▸ **Required task**
Starting with the line that contains "Target: purple knit hat", reproduce each line through the end of the listing below, with no other output.

▸ **Task input**
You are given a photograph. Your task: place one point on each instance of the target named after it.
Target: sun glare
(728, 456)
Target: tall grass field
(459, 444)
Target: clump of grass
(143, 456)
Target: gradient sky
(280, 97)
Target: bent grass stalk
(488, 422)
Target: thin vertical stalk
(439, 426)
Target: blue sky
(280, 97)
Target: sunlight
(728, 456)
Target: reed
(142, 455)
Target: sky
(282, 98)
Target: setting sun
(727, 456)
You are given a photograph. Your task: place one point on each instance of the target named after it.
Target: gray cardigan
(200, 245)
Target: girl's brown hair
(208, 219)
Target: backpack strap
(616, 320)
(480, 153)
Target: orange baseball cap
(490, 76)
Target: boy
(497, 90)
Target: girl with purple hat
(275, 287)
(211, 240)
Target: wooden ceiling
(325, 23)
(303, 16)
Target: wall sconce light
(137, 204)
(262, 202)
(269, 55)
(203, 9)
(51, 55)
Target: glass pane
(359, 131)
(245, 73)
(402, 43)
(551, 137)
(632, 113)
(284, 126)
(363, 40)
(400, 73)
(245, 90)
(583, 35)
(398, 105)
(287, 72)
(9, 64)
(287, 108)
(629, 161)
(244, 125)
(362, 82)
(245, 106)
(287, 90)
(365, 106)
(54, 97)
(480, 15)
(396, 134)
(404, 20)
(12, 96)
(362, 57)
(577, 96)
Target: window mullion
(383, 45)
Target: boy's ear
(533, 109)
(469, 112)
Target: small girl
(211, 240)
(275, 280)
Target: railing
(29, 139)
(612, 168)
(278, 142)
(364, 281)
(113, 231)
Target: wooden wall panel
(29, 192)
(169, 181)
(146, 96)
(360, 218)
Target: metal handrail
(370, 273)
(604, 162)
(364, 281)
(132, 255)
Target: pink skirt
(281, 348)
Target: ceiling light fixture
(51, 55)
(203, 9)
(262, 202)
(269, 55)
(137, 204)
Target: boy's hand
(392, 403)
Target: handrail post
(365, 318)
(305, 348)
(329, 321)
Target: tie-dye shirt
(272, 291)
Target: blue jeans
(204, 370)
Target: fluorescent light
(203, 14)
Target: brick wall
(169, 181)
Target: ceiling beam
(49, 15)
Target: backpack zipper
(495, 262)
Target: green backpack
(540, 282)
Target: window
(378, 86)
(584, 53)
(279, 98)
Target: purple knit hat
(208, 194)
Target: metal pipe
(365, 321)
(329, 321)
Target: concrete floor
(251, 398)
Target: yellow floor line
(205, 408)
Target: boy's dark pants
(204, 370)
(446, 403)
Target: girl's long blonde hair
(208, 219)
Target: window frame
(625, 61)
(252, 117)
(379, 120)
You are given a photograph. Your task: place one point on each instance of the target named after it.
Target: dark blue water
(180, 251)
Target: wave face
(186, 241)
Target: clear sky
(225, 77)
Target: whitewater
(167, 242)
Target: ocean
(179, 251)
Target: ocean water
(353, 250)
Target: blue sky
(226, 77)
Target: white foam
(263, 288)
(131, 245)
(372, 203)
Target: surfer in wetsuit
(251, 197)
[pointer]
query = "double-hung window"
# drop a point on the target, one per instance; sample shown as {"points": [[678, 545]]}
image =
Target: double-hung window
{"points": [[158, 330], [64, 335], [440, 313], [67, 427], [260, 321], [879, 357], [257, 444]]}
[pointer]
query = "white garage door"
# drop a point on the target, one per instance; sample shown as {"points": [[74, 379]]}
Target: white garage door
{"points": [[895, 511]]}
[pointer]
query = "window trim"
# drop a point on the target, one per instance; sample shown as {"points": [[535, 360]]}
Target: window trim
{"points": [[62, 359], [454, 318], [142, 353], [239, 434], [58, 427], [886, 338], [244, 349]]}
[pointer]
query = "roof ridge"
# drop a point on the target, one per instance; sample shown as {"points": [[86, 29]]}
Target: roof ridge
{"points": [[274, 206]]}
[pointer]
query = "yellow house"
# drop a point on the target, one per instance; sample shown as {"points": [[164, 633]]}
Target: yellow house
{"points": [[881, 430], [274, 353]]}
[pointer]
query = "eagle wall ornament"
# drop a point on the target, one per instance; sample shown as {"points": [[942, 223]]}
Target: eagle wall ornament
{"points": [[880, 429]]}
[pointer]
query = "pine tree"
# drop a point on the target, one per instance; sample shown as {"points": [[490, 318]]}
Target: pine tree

▸ **Task response**
Target: purple knit hat
(208, 194)
Target: metal pipe
(365, 321)
(329, 321)
Target: concrete floor
(251, 398)
Target: yellow floor line
(205, 408)
Target: boy's dark pants
(204, 370)
(446, 403)
Target: girl's long blonde hair
(208, 219)
Target: window frame
(625, 61)
(252, 117)
(379, 120)
You are given a photograph. Your task: place one point on each instance of the target named after it.
Target: dark blue water
(180, 251)
Target: wave face
(186, 241)
Target: clear sky
(225, 77)
Target: whitewater
(167, 242)
Target: ocean
(179, 251)
Target: ocean water
(353, 250)
Target: blue sky
(226, 77)
Target: white foam
(263, 288)
(131, 245)
(372, 203)
Target: surfer in wetsuit
(251, 197)
[pointer]
query = "double-hung window"
# drop a point on the target, one per instance; sample shown as {"points": [[678, 545]]}
image =
Target: double-hung window
{"points": [[158, 330], [64, 335], [440, 313], [67, 427], [260, 321], [879, 357], [257, 444]]}
[pointer]
query = "white garage door"
# drop a point on the target, one per instance; sample shown as {"points": [[74, 379]]}
Target: white garage door
{"points": [[895, 511]]}
[pointer]
query = "window trim"
# drop a point on the target, one per instance; sample shown as {"points": [[535, 360]]}
Target: window trim
{"points": [[62, 359], [454, 318], [142, 353], [239, 434], [58, 427], [886, 338], [244, 349]]}
[pointer]
query = "roof ridge"
# drop a point on the target, one per instance; sample shown as {"points": [[86, 29]]}
Target: roof ridge
{"points": [[274, 206]]}
[pointer]
query = "yellow house"
# drop a point on the target, one per instance; sample shown as {"points": [[164, 633]]}
Target: yellow house
{"points": [[881, 430], [274, 353]]}
[pointer]
query = "eagle wall ornament"
# drop a point on the target, one per instance; sample shown as {"points": [[942, 223]]}
Target: eagle wall ornament
{"points": [[880, 429]]}
[pointer]
query = "pine tree"
# drop a point on the target, one per instance; sample shown as {"points": [[490, 318]]}
Target: pine tree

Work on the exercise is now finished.